The Obama administration’s budget proposes to have the federal government spend billions of dollars on student loans to help students attend college. Since conservative ideology indicates that money should only be spent on killing people, preparing to kill people, and threatening to kill people it’s not surprising to learn that some members of congress are not enthusiastic about this proposal. But there’s a twist. The government already spends billions of dollars on student loans. And the Obama administration is proposing to reduce expenditures.
How so? Well right now we do student loans through a really pointless mechanism of basically laundering the money through private firms. All of the downside risk is borne by the government in case of default. And the lenders receive federal subsidies for doing the service of undertaking no-risk lending. But of course the companies also take a slice off the top for profits and salaries for executives and so forth. Consequently, this is more expensive than just directly lending the money. And the government is bearing all the risk anyway. So what Obama is proposing to do is to save taxpayers money by simply having the government make the loans. What’s not to like? Well:
But there’s already been pushback from Republicans. Rep. Howard P. “Buck” McKeon (Calif.), ranking Republican on the House Education Committee, lashed out against the proposed shift, calling it a “government takeover of the private-sector-based student loan program, taking away options and benefits from students while adding tens of billions” of dollars to the deficit.
The government is not, however, “taking over” anything. The government already completely controls the industry since it’s existence is predicated on the existence of federal subsidies. Obama is simply proposing to cut out the middle man and save some money. The tens of billions of dollars to the deficit point, meanwhile, is just an accounting gimmick. By having the government guarantee loans that formally “belong” to the private firms, a certain level of implicit liability is kept “off the books.” But the liability is still there. And the actual overall cost to the government is lower lower.
The interesting thing here is not just the particulars of the policy, but the bizarre view of the role of government that Howard is espousing. Rather than a debate between progressives who want the government to provide a public service and conservatives who want the service to exist just insofar as it can be supported by the private market, we have a debate where both sides agree that the service ought to exist but the right thinks it’s important that it be done in a less efficient more costly manner because doing it that way
generates profits for people who in turn give them money in some kind of nutty sense is supposed to preserve the integrity of the private sector. And it’s not just on student loans. You have essentially the same debate over Medicare Advantage between Democrats who want the government to provide seniors with costly medical services and Republicans who want Democrats to provide seniors with an even more costly version of those services by bringing private insurance companies in as middlemen. It’s ludicrous. Now elected officials are going to get mixed up in these kind of scams now and again, much as you see some Democrats siding with campaign contributors in the hedge fund industry over the basics of progressive politics. But when Chuck Schumer pulls that kind of stunt he takes crap about it from liberals while conservatives seem too busy whipping themselves into frenzies over fake pork-barrel schemes to send mice on maglevs to Disneyland to notice what’s happening.

* _SUPPLIED ENTRIES_:
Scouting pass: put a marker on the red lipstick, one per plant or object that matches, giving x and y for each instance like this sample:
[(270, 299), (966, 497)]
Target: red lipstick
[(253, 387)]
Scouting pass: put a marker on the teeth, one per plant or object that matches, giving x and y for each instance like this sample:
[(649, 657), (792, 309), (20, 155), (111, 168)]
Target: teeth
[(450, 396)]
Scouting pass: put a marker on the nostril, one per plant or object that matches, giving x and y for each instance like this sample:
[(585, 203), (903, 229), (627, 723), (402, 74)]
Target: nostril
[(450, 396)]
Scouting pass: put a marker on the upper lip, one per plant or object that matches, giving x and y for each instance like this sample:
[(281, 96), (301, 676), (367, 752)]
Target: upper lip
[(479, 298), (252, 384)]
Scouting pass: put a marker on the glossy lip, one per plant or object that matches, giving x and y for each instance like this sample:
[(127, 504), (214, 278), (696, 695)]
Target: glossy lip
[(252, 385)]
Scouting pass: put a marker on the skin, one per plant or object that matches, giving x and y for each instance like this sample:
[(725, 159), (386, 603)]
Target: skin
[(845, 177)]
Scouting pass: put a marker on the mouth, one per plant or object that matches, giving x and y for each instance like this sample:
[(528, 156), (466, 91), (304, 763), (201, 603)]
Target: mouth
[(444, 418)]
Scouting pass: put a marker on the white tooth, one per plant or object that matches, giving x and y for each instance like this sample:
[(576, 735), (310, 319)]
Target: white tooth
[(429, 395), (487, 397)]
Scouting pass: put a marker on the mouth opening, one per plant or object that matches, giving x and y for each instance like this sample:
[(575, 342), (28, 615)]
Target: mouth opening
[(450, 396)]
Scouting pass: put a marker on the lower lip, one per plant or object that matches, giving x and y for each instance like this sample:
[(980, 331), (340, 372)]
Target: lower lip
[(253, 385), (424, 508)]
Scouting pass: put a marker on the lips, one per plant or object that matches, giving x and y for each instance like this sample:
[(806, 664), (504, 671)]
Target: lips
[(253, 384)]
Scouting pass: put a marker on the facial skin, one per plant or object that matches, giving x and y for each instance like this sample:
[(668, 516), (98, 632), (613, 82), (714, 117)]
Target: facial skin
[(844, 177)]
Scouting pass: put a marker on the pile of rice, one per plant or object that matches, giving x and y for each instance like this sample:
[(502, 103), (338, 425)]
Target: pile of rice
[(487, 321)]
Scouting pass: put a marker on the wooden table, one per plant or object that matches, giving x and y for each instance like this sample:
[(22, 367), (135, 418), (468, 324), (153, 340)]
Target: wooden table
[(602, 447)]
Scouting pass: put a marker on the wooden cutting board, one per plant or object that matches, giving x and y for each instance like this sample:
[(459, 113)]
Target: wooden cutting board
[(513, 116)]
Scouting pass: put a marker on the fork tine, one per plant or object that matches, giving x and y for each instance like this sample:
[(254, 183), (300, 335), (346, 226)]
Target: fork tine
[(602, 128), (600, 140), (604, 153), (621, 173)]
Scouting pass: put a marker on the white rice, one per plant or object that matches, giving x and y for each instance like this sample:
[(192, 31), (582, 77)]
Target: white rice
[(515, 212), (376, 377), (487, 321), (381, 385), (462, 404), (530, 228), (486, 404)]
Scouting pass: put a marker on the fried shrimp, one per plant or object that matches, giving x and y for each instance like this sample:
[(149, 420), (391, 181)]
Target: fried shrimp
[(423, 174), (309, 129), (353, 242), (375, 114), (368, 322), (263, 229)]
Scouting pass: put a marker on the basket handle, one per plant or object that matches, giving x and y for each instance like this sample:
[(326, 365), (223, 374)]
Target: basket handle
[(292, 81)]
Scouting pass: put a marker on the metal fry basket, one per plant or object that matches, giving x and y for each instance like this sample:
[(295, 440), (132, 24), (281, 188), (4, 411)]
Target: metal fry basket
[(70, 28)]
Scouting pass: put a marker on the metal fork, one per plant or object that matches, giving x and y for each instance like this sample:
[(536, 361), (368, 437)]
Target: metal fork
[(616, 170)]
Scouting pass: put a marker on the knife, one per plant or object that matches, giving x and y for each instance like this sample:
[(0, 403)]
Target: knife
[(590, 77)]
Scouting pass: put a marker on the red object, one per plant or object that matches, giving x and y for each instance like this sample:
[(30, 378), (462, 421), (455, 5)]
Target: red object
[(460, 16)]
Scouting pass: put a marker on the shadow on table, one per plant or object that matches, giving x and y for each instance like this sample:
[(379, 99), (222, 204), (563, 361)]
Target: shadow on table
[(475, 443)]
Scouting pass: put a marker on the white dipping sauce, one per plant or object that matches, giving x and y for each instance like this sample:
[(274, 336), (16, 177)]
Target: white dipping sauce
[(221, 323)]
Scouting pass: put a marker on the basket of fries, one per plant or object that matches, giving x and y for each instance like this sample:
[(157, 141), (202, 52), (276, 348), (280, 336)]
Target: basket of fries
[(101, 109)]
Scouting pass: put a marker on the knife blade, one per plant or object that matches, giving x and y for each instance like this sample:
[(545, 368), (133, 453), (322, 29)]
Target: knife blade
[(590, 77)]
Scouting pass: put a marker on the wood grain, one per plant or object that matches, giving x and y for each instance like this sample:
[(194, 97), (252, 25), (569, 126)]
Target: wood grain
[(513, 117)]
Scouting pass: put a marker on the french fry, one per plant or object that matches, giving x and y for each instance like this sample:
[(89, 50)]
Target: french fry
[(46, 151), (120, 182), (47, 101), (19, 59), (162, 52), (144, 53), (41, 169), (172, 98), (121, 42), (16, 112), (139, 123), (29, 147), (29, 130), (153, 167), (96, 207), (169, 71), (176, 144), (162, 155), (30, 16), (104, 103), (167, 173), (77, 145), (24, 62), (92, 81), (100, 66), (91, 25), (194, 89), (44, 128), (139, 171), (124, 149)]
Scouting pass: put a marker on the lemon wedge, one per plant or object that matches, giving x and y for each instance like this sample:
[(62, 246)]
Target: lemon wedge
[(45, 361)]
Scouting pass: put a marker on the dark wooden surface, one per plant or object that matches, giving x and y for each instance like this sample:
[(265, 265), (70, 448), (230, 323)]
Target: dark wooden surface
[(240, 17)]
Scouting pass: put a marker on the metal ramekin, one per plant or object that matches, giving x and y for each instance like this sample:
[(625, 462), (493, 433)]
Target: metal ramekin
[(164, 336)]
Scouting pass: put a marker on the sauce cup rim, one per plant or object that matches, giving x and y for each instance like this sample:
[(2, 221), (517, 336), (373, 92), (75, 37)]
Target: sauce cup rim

* _WORK TO COMPLETE_: In the piece on student loans above, translate this sentence into Spanish: "The government already spends billions of dollars on student loans."

* _ANSWER SECTION_: El gobierno ya gasta miles de millones de dólares en préstamos estudiantiles.